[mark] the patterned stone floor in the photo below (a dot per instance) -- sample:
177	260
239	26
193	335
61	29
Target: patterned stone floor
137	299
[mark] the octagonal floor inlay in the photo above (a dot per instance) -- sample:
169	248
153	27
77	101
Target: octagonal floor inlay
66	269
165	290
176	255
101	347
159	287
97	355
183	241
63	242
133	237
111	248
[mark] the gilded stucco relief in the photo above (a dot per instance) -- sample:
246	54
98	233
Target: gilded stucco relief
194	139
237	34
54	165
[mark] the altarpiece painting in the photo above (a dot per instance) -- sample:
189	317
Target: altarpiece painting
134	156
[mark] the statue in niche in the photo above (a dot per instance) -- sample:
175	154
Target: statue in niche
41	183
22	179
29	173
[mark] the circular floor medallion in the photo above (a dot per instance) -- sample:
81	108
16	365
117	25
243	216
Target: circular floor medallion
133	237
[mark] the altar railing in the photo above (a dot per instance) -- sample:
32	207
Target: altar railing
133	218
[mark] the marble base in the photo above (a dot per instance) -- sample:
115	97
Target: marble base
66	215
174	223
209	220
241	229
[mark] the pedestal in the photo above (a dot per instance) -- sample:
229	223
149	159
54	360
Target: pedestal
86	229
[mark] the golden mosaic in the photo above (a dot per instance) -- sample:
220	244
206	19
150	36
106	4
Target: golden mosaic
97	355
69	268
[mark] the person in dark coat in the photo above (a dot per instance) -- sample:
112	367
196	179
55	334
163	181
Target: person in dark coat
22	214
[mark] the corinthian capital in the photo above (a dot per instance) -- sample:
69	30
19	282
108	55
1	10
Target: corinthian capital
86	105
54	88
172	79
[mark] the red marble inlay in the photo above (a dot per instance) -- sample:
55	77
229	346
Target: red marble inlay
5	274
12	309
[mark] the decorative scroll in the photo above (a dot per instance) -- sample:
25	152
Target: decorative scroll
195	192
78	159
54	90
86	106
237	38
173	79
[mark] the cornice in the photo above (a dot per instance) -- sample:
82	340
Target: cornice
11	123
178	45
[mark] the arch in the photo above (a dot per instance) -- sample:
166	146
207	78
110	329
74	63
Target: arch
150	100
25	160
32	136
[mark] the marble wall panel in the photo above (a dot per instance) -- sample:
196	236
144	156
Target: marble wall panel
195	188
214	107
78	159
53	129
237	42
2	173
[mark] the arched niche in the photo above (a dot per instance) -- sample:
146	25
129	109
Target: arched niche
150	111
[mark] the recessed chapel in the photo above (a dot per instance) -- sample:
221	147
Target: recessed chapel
---
- _What you are asked to do_
Copy every line above word for word, with nothing changed, added, or left out.

- _Answer below_
[mark] the patterned stone floor in the photo below (a dot per instance) -- sample:
177	260
239	26
193	335
61	29
Target: patterned stone floor
137	299
[mark] the octagonal floor inlay in the photo above (a dot per instance) -- sample:
169	248
153	27
77	101
Target: octagonal floor inlay
66	269
165	290
176	255
101	347
159	287
97	355
183	241
63	242
133	237
111	248
[mark] the gilded stucco relief in the photo above (a dot per instance) -- sample:
246	54
98	233
Target: gilded stucco relief
194	139
237	34
54	165
[mark] the altarpiece painting in the photo above (a dot per instance) -- sample:
189	317
Target: altarpiece painting
134	156
[mark] the statue in niche in the photo above (a dot per instance) -- sample:
175	154
Target: statue in niche
41	183
22	179
29	173
[mark] the circular floor medallion in the photo above (a dot per instance) -- sample:
81	108
16	365
117	25
243	216
Target: circular floor medallion
133	237
[mark] the altar railing in the photo above (a dot per instance) -- sample:
32	207
Target: altar railing
133	218
[mark] the marble base in the photo above (a dot per instance) -- sample:
115	97
Target: marble base
66	215
174	223
209	220
241	229
[mark] the pedestal in the photo above (a dot per instance) -- sample:
229	223
149	159
54	360
Target: pedestal
86	229
[mark] the golden mosaic in the photo above (a dot per instance) -- sample:
220	244
206	19
150	36
106	4
Target: golden mosaic
97	355
69	268
[mark] the person in dark coat in the photo above (a dot per instance) -- sample:
112	367
196	179
55	334
163	181
Target: person in dark coat
22	214
[mark] the corinthian capital in the photo above (a dot per instance) -- sample:
69	30
19	282
108	55
1	10
Target: corinthian capital
86	105
54	88
172	79
[mark] the red marble inlay in the photo above (a dot per instance) -- sample:
55	77
229	346
Target: red marble inlay
5	274
12	309
[mark] the decorative scroll in the photo above (a dot per instance) -- sample:
25	152
Target: decorative scroll
195	192
78	159
54	90
86	106
237	38
173	79
[mark] the cornice in the photo above (a dot per instance) -- sample:
82	340
Target: cornice
11	123
178	45
[mark] the arch in the photo above (a dot per instance) -- sample:
166	146
207	78
110	329
74	63
Target: arch
150	100
25	160
32	136
[mark] the marble wall panel in the photo above (a dot per instance) -- sample:
196	236
144	156
Target: marble wall panel
195	188
214	107
78	159
53	129
237	42
2	173
[mark] the arched niche in the photo above (a dot per instance) -- sample:
146	25
129	109
Target: arched niche
150	111
[mark] the recessed chapel in the photo above (a dot per instance) -- sample:
221	147
Target: recessed chapel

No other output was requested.